_EXERCISE_. Reproduce the stretch of records from the line containing "Would you mind pointing to the ground" through the end of the records, both ends included, with the requests unchanged and every coordinate in the answers scaled by 1.75 and rounded to the nearest whole number, halves rounded up. Give only these lines.

_Rows from a dataset_.
------------
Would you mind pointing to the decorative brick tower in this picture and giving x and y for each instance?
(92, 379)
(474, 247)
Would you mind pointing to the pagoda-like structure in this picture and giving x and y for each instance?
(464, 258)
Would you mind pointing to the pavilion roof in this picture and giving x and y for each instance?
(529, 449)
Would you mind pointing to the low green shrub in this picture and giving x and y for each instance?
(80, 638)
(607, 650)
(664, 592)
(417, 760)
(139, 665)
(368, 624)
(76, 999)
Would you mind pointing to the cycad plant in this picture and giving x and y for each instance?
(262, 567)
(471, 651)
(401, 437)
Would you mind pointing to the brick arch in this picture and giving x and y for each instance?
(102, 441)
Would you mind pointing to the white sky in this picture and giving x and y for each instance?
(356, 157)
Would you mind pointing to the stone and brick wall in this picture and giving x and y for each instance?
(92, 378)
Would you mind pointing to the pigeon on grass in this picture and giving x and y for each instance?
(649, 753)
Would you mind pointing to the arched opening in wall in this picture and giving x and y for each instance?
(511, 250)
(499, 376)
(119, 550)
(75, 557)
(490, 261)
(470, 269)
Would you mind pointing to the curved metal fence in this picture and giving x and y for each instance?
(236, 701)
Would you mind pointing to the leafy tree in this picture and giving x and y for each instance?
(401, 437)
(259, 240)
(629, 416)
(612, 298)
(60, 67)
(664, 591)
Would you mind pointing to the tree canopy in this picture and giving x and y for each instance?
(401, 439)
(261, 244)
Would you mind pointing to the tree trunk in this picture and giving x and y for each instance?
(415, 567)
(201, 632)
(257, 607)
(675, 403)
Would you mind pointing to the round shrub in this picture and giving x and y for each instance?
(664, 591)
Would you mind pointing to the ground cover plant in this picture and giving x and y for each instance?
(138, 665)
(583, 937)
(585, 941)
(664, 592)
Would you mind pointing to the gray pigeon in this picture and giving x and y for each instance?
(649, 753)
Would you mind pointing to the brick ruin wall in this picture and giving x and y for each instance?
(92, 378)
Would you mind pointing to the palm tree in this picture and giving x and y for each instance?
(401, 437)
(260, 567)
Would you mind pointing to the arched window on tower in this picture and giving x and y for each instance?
------------
_THE SOLUTION_.
Would you mind pointing to the ground cover plant in this picture and giving x and y for each instance?
(242, 1164)
(1020, 1640)
(1024, 1647)
(1162, 1036)
Would you mind pointing to the gray pigeon in this picture and giving x and y for each instance?
(1136, 1318)
Would you mind pointing to the brick ruin wall in this picture and giving x and y for each instance?
(161, 662)
Would you mind pointing to the palm tree in this picture and giving x and y for each instance?
(702, 765)
(455, 992)
Would you mind pointing to the arched window on tower in this picture and giving x and y for each instance?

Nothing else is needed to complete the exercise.